● **The task**:
Among the lines of data below, reproduce only those from the one with "[(144, 320), (73, 427), (139, 590), (290, 535)]" through the one with "399), (922, 345)]]", exactly as they stand, both ends included.

(Collected data)
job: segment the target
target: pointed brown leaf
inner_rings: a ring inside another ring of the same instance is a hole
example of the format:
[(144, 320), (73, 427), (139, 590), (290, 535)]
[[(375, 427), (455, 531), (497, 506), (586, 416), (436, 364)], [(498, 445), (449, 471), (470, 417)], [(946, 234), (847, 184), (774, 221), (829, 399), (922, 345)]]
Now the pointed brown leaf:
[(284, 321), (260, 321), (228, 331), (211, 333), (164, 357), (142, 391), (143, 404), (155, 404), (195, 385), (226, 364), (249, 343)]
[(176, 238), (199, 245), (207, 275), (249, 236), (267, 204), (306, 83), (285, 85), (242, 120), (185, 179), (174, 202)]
* * *
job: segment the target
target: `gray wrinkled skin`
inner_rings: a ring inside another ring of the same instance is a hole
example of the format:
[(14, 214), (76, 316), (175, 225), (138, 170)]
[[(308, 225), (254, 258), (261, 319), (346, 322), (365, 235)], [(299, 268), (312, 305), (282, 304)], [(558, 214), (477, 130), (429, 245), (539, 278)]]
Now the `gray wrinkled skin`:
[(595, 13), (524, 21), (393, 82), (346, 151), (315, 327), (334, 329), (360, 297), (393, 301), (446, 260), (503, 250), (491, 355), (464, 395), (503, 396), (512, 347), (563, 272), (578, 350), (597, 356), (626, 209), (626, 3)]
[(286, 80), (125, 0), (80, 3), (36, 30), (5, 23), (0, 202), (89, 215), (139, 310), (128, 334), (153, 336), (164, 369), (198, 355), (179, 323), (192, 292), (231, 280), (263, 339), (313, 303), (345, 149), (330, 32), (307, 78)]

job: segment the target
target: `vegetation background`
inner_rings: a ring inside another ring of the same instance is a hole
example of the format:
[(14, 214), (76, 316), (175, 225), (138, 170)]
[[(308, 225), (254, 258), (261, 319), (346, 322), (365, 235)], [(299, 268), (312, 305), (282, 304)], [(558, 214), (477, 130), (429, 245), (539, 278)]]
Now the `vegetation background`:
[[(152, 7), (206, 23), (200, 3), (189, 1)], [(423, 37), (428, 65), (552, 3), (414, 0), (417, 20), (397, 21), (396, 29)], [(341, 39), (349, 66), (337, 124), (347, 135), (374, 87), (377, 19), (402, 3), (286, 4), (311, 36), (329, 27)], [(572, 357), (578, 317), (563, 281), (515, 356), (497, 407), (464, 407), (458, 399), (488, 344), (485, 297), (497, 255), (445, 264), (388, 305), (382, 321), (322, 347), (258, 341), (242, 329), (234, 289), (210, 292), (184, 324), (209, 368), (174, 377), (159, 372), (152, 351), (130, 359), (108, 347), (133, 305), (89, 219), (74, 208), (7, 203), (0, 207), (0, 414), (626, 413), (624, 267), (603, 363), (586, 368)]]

● **Result of this task**:
[(144, 320), (73, 427), (139, 590), (290, 535)]
[[(375, 427), (455, 531), (497, 506), (586, 416), (436, 364)], [(498, 445), (449, 471), (470, 417)], [(946, 234), (847, 184), (774, 221), (829, 399), (922, 345)]]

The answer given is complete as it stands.